> _Aim of the exercise_
Copy all lines in the material holding the string "below".

[Opening Records section]

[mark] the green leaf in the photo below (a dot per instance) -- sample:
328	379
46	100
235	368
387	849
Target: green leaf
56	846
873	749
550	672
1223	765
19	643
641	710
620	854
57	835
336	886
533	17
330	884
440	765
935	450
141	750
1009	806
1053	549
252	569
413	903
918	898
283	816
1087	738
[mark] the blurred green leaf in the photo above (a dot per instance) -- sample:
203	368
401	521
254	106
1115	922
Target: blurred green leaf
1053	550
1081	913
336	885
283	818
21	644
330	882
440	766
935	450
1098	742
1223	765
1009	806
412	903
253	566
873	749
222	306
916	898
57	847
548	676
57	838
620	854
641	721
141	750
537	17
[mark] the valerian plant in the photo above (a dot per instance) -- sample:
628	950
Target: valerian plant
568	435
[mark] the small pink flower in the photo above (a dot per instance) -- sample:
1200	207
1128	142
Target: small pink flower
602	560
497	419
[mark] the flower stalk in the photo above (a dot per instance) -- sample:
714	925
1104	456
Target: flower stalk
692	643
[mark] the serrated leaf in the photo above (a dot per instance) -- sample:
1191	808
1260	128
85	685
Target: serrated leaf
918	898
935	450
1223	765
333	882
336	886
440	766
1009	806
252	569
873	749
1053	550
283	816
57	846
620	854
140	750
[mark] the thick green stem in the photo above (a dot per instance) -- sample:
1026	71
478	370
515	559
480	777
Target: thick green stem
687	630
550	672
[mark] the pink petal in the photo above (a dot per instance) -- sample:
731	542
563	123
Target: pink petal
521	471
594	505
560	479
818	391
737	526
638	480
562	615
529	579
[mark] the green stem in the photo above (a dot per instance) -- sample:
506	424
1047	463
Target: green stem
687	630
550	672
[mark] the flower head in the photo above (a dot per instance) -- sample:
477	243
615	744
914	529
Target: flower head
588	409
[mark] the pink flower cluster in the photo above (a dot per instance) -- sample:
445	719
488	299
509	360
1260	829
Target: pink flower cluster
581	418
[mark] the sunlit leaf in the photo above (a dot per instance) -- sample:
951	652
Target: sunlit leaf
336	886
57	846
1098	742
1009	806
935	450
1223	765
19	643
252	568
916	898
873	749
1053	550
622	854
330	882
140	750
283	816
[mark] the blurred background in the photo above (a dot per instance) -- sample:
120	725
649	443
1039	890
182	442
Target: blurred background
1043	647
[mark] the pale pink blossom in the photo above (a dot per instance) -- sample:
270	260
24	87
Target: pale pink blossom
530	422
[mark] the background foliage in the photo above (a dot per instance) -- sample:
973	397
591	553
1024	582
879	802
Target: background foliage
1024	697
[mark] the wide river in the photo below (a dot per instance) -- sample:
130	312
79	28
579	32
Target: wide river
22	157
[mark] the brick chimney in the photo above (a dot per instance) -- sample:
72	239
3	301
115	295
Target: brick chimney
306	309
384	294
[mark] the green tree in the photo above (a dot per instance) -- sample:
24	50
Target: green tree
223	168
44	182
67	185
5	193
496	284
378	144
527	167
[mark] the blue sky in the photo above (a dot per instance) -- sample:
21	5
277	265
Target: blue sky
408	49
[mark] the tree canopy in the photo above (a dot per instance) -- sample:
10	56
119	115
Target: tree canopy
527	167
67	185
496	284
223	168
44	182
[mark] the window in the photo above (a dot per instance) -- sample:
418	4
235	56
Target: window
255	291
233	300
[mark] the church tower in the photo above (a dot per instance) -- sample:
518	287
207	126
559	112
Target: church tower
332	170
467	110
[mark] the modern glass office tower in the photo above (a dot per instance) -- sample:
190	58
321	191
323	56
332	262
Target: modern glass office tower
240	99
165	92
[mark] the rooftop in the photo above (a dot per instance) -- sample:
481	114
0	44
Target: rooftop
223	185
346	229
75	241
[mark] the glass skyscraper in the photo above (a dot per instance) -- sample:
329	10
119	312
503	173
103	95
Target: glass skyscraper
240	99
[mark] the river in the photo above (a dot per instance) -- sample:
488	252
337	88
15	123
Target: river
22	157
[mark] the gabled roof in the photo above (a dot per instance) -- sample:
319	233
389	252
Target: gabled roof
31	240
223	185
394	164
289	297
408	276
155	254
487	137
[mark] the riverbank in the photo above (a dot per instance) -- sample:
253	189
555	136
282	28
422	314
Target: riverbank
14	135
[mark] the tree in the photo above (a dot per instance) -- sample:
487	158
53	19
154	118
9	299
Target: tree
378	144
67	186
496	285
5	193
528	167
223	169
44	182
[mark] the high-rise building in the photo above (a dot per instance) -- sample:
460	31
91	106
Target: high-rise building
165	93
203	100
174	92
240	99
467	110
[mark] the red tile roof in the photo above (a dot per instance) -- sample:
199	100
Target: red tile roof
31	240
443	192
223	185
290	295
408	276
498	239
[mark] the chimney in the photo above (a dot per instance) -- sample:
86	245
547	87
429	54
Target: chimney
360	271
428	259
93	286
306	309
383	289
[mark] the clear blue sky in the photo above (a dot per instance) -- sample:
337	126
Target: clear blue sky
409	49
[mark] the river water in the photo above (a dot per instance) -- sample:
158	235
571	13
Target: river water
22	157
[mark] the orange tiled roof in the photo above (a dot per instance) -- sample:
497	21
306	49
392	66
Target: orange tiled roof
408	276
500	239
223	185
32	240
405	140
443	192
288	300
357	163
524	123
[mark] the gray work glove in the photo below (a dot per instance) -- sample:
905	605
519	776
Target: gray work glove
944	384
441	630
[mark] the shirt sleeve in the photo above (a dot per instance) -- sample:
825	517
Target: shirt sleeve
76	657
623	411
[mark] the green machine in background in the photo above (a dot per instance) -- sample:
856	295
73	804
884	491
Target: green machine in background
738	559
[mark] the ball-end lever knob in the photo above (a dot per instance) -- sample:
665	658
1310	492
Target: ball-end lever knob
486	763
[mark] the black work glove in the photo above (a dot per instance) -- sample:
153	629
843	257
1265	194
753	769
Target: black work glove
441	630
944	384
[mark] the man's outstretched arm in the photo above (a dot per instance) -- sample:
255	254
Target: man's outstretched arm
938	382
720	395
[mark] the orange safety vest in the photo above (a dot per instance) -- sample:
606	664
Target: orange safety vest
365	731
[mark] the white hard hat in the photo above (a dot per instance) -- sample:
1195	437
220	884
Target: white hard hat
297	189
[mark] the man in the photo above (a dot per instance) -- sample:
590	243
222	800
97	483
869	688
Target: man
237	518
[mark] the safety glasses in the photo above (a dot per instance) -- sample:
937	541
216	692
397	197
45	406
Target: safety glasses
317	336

[Closing Records section]

> _Result of this exercise_
[mark] the green leaf in the photo below (a dot per instance) -- sample:
[mark] the wide river in the photo below (a dot per instance) -- sample:
[mark] the gray work glove in the photo below (a dot per instance) -- sample:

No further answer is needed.